• **What is being asked**
Reproduce every line of the entries below word for word, leaving out the pictures.

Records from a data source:
━━━━━━━━━━
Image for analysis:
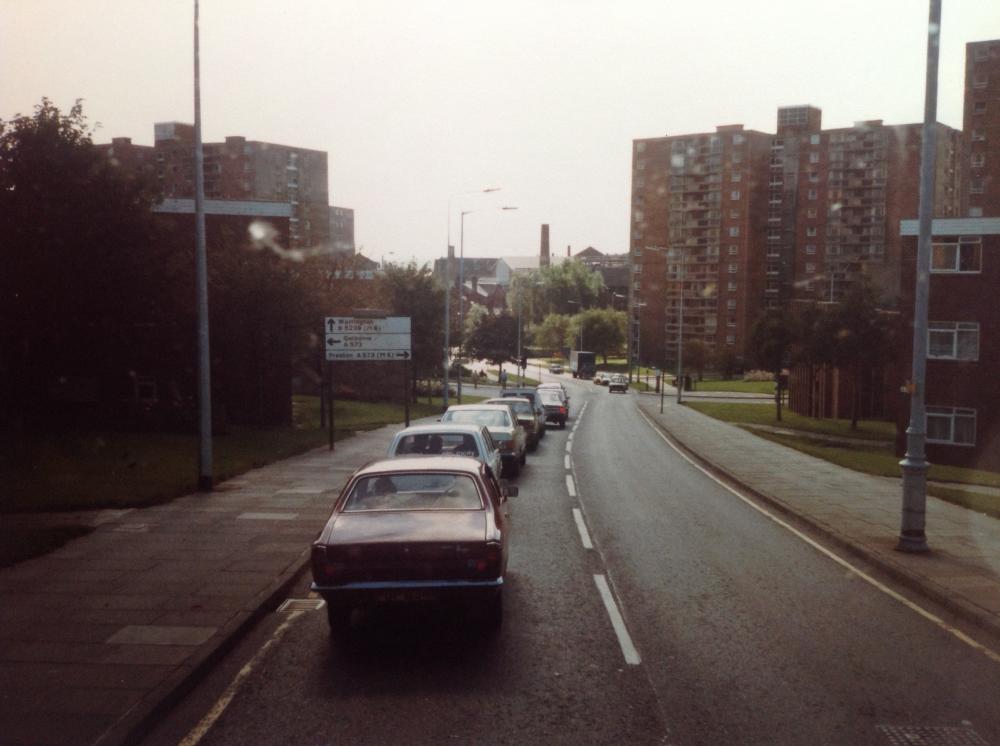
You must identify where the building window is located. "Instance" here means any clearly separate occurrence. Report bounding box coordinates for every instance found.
[931,236,983,272]
[927,407,976,446]
[927,321,979,360]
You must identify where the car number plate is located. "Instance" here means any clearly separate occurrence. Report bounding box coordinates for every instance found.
[376,588,438,604]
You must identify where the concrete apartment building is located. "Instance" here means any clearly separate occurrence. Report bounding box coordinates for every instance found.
[629,106,962,366]
[97,122,332,248]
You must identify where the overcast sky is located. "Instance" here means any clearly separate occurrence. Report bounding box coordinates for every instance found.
[0,0,1000,262]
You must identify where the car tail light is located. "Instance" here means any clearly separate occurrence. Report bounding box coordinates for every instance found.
[311,545,347,583]
[467,544,502,578]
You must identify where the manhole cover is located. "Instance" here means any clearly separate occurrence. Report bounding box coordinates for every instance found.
━━━━━━━━━━
• **Exercise answer**
Image for analysis:
You must identify where the building window is located. "Instance" here means any clearly separate occurrence. Report bounding box coordinates for every instance found.
[931,236,983,272]
[927,407,976,446]
[927,321,979,360]
You must identify where the car number plate is located. "Instance" here means any clearly separate occurrence. Report bounding box coordinates for every instance found.
[376,588,438,604]
You must identify where the concrete apartment building is located. "Instance" here means any clearly separate occurrence. Report bounding box coordinates for every instance found.
[629,106,962,366]
[97,122,332,248]
You must identify where the overcast sky is located. "Instance" here means any clearly separate occurrence. Report bounding box coordinates for every instance found.
[0,0,1000,262]
You must identify where the car tail light is located. "Instance" here means any clearly separate occurrence. Report bounding box coordinates for every instance found.
[311,545,347,583]
[467,544,502,578]
You must identify where the manhole cover is located. "Instance" here means any clearly separate occurrence. Report bounding box coordinates for every instance found.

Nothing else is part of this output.